Task goal: Search the entries below for the line containing "For the photo"; from there to the end, return every line exactly and add nothing.

(Beginning of Records shown)

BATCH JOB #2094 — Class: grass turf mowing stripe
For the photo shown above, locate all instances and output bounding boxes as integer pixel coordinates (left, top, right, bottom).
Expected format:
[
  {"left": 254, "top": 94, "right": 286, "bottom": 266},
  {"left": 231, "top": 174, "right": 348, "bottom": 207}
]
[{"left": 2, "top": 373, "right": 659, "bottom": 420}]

(End of Records shown)

Answer:
For the photo shown above, locate all instances and output bounding boxes as integer pixel coordinates (left, top, right, bottom).
Expected format:
[
  {"left": 254, "top": 94, "right": 286, "bottom": 266},
  {"left": 231, "top": 174, "right": 348, "bottom": 207}
]
[{"left": 2, "top": 373, "right": 659, "bottom": 420}]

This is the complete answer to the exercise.